* _Problem_: Please list every line from the rows below that contains the word "banner", copying each such line in full.

* _Entries_:
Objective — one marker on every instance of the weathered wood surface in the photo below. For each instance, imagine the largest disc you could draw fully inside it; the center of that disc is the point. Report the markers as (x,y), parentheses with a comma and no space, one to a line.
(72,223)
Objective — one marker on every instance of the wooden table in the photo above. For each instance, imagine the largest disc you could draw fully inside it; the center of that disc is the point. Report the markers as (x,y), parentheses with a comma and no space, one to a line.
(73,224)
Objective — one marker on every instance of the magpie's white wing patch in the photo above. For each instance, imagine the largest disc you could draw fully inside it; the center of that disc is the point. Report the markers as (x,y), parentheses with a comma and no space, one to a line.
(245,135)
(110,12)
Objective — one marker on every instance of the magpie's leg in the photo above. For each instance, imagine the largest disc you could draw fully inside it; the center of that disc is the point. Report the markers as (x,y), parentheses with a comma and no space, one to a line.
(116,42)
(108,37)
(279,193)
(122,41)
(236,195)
* * *
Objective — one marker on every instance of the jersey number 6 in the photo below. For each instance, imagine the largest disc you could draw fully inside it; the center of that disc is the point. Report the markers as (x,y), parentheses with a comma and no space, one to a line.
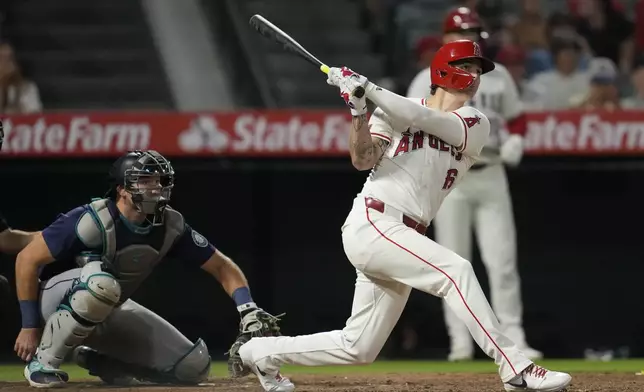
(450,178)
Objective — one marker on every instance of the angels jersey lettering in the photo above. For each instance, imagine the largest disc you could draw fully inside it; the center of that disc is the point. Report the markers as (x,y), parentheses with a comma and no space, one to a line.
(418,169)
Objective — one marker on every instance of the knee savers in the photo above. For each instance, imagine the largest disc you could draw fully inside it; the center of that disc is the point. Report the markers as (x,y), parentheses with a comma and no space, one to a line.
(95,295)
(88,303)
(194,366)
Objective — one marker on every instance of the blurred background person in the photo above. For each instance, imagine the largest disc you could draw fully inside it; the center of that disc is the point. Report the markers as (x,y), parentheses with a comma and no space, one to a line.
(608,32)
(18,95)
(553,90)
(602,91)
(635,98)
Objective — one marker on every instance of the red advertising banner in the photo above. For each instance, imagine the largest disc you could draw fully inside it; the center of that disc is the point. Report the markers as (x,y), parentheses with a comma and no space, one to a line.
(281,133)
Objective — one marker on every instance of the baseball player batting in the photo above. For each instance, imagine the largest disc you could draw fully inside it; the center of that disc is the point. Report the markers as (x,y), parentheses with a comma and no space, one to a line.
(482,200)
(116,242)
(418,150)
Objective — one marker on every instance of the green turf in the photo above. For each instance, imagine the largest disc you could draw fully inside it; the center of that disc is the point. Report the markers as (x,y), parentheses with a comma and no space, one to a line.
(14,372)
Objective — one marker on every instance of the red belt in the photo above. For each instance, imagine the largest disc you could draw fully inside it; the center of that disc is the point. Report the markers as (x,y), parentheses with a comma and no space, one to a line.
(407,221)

* _Full response_:
Objective — one marker on every instance of the red advertising banner in the photo above. For each instance, imagine the largest disc you could draw fully inside it; the center of that disc is the point. Report the markers as (x,y), parentheses with a comma and no space, one to a line.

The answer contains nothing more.